Stated task. Copy out the records from the line containing "Locate every cloud" through the line containing "(583, 0), (880, 274)", requests included, and raise every bounding-box coordinate in the answers by 40.

Given data.

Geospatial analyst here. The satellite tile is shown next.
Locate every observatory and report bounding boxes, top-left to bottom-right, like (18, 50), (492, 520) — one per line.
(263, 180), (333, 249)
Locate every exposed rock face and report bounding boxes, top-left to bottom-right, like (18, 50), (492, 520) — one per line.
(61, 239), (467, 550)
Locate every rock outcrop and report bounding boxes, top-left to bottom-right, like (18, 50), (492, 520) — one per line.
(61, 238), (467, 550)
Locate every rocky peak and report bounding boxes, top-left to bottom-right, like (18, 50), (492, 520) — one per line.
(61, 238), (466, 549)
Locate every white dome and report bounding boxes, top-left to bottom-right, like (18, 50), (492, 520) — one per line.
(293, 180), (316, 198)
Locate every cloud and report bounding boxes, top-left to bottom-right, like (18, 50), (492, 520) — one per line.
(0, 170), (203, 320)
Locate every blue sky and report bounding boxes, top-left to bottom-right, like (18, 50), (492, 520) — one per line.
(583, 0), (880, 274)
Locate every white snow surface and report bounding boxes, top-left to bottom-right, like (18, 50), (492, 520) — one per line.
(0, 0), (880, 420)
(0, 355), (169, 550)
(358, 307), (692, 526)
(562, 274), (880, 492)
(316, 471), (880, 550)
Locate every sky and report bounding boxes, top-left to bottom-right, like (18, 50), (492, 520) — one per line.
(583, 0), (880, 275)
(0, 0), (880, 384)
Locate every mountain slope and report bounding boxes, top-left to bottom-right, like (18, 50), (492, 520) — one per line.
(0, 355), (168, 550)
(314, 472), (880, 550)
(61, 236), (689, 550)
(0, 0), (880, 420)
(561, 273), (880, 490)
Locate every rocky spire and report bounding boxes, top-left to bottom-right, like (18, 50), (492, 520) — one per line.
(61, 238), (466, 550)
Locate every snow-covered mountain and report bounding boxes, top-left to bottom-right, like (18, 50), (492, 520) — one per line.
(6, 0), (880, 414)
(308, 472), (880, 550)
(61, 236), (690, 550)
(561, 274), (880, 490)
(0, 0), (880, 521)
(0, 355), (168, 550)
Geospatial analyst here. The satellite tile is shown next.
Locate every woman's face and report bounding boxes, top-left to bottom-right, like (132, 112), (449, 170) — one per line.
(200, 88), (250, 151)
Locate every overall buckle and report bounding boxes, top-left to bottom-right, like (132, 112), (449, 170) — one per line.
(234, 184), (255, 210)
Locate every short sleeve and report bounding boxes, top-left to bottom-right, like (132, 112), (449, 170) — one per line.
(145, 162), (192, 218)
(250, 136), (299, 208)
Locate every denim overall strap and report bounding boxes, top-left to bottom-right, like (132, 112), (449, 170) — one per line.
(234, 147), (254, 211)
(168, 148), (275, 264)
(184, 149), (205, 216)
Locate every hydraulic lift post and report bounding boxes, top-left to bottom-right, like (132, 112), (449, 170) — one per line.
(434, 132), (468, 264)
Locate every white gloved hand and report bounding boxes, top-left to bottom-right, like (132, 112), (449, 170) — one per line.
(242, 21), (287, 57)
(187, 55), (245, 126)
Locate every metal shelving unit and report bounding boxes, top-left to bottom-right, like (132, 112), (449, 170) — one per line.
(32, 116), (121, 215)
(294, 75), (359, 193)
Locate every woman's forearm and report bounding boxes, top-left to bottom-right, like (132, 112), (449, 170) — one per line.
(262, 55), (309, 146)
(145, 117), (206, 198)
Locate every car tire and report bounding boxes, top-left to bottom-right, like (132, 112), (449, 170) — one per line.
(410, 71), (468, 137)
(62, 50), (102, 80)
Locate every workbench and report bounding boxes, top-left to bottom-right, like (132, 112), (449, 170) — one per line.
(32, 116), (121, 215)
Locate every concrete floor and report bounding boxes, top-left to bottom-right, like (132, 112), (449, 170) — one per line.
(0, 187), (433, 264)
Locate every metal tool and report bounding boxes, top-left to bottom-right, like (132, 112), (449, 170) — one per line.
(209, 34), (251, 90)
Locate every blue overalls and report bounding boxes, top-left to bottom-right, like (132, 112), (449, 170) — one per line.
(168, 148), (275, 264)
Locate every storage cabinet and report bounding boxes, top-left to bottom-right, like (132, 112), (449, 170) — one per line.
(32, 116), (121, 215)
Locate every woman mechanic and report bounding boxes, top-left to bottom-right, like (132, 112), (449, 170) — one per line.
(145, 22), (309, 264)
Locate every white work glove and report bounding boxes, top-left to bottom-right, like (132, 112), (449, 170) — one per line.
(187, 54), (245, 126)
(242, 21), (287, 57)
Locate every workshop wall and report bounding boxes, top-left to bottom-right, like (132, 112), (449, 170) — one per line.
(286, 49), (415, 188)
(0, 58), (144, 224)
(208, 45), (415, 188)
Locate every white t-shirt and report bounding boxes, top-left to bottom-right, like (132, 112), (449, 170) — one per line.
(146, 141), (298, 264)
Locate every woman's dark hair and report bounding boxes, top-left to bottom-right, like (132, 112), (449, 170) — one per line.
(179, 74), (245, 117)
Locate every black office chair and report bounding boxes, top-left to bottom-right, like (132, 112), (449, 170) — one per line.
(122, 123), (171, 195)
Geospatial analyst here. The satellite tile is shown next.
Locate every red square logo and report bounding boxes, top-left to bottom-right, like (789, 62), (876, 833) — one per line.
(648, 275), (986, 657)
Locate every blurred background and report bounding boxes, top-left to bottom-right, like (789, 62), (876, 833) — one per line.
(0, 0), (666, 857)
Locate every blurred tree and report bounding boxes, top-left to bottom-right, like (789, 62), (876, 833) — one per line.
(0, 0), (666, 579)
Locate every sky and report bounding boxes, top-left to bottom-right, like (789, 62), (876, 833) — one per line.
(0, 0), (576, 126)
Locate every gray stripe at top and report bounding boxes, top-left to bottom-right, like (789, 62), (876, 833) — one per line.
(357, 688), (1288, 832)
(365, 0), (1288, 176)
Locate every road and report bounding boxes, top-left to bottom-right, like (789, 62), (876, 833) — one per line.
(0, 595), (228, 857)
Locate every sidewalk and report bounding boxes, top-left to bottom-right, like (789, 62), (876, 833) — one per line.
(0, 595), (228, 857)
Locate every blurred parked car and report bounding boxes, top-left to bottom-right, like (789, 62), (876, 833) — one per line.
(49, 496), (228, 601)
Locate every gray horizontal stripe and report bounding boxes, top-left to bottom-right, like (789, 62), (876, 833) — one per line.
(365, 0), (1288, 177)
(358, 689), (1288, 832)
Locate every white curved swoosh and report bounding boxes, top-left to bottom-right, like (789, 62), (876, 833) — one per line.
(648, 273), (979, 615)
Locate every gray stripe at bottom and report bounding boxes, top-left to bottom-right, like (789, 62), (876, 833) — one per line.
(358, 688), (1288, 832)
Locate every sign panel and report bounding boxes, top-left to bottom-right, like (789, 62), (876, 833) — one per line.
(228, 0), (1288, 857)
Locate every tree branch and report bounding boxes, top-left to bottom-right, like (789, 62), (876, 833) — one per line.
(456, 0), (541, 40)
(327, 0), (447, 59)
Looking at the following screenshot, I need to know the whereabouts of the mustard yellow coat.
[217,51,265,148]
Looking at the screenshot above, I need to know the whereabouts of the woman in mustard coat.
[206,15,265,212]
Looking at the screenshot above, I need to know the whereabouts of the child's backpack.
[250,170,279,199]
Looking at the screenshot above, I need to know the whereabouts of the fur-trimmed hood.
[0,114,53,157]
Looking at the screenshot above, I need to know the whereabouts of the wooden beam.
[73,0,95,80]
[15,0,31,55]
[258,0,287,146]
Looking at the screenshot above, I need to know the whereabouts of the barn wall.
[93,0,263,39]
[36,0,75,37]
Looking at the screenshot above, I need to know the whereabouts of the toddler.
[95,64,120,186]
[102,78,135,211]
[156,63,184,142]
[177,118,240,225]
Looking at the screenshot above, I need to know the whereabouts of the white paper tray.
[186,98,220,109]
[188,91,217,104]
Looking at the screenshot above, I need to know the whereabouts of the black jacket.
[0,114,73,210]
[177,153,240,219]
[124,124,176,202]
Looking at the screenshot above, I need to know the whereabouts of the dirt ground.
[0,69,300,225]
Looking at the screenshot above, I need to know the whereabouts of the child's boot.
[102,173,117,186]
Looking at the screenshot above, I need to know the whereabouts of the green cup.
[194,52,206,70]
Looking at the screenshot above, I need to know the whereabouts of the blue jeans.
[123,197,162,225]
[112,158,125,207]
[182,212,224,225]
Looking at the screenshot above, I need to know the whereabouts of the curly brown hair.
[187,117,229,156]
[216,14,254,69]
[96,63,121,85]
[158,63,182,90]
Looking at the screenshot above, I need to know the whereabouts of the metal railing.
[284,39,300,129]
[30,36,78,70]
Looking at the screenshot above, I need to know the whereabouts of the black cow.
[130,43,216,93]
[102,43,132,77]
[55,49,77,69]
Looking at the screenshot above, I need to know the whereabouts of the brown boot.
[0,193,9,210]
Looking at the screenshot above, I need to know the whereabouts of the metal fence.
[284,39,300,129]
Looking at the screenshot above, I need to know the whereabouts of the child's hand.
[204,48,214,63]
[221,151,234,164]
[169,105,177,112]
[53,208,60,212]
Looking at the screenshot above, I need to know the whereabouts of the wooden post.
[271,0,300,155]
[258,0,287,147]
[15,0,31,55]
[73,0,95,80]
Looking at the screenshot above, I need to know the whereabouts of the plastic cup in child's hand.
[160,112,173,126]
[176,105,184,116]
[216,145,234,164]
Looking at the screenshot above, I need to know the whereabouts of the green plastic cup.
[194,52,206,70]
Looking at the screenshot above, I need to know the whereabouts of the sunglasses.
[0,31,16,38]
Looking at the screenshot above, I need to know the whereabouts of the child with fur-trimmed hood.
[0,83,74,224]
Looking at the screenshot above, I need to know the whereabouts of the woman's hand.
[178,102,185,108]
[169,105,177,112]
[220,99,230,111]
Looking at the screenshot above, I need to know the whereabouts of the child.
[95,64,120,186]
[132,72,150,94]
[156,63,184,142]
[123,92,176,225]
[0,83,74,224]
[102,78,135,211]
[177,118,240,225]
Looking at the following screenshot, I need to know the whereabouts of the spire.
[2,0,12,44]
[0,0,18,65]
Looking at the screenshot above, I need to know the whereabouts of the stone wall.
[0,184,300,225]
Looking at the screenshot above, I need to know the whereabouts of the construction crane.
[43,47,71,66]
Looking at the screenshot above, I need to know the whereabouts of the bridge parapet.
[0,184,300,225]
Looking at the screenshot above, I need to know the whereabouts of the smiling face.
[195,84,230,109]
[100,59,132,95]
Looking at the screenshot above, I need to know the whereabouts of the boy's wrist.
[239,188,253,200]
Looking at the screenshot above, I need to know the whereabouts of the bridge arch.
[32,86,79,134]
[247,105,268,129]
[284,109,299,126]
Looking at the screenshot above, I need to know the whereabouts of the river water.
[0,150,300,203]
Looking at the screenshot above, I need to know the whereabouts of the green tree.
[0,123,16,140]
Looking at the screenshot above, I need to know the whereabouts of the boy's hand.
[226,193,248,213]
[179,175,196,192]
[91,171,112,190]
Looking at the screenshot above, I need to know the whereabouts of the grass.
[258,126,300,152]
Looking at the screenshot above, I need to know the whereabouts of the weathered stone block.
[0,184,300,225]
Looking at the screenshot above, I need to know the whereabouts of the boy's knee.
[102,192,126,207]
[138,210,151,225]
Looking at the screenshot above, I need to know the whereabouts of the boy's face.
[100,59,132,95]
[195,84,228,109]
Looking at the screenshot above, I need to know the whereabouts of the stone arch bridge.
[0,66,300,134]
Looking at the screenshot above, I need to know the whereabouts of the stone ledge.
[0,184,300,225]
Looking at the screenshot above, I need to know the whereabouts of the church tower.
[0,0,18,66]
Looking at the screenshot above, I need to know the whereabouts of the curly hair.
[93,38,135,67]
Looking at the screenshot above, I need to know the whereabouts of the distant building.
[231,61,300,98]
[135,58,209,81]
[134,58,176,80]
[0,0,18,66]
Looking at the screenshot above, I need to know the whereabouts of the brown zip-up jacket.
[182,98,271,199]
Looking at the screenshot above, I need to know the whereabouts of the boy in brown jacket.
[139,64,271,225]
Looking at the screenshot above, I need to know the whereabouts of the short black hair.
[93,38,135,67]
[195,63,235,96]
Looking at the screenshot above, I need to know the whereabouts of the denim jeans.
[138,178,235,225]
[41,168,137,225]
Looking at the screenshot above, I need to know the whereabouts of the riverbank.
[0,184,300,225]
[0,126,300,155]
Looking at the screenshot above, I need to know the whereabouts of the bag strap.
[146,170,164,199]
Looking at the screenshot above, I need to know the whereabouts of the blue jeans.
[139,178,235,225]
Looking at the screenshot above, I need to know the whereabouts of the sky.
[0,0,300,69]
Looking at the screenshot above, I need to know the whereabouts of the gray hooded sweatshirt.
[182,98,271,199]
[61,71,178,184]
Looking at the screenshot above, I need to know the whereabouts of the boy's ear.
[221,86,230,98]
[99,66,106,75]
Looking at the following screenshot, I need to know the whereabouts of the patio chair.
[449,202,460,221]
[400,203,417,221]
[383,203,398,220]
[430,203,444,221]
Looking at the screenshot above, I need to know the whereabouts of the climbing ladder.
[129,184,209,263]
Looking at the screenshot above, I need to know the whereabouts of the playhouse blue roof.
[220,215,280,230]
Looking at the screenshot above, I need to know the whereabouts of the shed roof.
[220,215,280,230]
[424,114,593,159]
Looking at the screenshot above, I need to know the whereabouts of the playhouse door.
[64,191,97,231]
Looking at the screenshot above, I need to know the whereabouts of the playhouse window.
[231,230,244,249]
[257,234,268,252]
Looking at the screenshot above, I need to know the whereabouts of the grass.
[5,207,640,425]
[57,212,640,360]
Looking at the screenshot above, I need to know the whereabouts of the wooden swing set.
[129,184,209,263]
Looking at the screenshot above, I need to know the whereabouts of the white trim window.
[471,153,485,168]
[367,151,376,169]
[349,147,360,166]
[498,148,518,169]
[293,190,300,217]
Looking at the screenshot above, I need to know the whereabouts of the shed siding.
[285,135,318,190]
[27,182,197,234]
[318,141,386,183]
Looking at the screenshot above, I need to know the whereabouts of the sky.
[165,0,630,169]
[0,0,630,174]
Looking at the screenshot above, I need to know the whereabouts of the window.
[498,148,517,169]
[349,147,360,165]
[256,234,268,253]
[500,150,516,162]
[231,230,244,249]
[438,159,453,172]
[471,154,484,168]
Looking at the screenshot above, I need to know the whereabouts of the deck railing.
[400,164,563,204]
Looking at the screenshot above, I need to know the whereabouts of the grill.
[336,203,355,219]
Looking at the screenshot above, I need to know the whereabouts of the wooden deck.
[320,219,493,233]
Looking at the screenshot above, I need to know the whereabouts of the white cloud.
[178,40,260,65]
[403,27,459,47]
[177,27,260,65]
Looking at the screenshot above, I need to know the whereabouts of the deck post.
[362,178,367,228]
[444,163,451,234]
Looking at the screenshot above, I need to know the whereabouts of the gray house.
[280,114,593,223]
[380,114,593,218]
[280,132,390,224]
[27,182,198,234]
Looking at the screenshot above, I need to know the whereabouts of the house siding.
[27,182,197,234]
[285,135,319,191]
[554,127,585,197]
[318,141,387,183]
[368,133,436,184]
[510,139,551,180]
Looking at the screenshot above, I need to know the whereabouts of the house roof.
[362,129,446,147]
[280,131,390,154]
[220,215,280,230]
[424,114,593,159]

Response to the task.
Locate every cloud and report bounding boxes, top-left to bottom-right, like (18, 50), (492, 520) — one per line.
(40, 210), (243, 360)
Locate every blue sky and report bounding boxes, top-left to bottom-right, like (18, 50), (492, 520) — one per line.
(623, 40), (920, 314)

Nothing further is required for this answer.